Problem details. With pictures omitted, restate the data word for word.

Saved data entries
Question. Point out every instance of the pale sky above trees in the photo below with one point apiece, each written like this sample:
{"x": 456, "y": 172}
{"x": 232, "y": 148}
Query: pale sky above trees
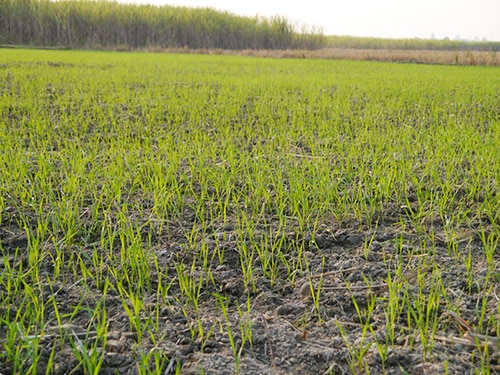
{"x": 464, "y": 19}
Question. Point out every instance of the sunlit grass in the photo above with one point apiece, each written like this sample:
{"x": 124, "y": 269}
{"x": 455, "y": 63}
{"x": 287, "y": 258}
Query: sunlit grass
{"x": 106, "y": 157}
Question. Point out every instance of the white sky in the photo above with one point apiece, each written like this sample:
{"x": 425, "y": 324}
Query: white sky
{"x": 465, "y": 19}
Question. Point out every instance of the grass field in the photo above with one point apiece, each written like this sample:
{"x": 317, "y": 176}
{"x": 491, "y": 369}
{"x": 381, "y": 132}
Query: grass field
{"x": 191, "y": 214}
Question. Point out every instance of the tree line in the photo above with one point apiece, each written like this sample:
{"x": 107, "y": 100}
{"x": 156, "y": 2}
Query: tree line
{"x": 108, "y": 24}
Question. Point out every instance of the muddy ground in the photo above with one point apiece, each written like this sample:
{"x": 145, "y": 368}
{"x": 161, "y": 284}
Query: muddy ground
{"x": 291, "y": 334}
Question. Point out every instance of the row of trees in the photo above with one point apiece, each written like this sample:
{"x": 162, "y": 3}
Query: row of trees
{"x": 106, "y": 24}
{"x": 410, "y": 44}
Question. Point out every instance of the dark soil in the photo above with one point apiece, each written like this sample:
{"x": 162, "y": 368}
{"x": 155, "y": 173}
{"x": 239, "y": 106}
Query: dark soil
{"x": 290, "y": 333}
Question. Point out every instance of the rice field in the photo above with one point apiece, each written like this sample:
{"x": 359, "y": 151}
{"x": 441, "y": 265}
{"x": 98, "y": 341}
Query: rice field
{"x": 191, "y": 214}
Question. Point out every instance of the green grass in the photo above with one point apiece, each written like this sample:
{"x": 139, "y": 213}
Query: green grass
{"x": 105, "y": 157}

Response for this exercise.
Question. Point out every instance of the pale sky above trees in the photo below with one point apiece, each written like this sample:
{"x": 456, "y": 172}
{"x": 232, "y": 148}
Query: pale sky above trees
{"x": 464, "y": 19}
Question. Point out every instance of the sunlit grass in the photo above with one point apiece, each written like this sample:
{"x": 124, "y": 269}
{"x": 455, "y": 63}
{"x": 287, "y": 258}
Query: sunlit grass
{"x": 106, "y": 157}
Question. Point out every instance of the white sky in the photo above with one point apiece, each written like this sample:
{"x": 425, "y": 324}
Query: white sky
{"x": 465, "y": 19}
Question. Point out every instance of the grass field in the photo above with one point apiece, each written like this sample:
{"x": 317, "y": 176}
{"x": 491, "y": 369}
{"x": 381, "y": 132}
Query: grass field
{"x": 191, "y": 214}
Question. Point out every instance of the tree line in the photo above with one point apiece, each written like this sample:
{"x": 107, "y": 100}
{"x": 156, "y": 2}
Query: tree line
{"x": 108, "y": 24}
Question. Point out every instance of the muddy ground in the photo above with one point apiece, each written like this sample:
{"x": 145, "y": 368}
{"x": 161, "y": 284}
Query: muddy ground
{"x": 291, "y": 334}
Question. Point out every instance of the row of trees in the photo above with one point apiece, each written like this sample:
{"x": 162, "y": 3}
Query: row of trees
{"x": 106, "y": 24}
{"x": 410, "y": 44}
Question. Point out every instance of the dark soil in the photo above with one point apiece, each written like this sample:
{"x": 162, "y": 368}
{"x": 155, "y": 173}
{"x": 239, "y": 106}
Query: dark soil
{"x": 290, "y": 333}
Question. Point out every instance of the rice field in the photo above with one point apiece, each written like this sample:
{"x": 359, "y": 151}
{"x": 441, "y": 265}
{"x": 98, "y": 341}
Query: rice field
{"x": 191, "y": 214}
Question. Point out every instance of the green grass in the photo above with one point apiece, each written like this sample:
{"x": 139, "y": 213}
Query: green grass
{"x": 105, "y": 157}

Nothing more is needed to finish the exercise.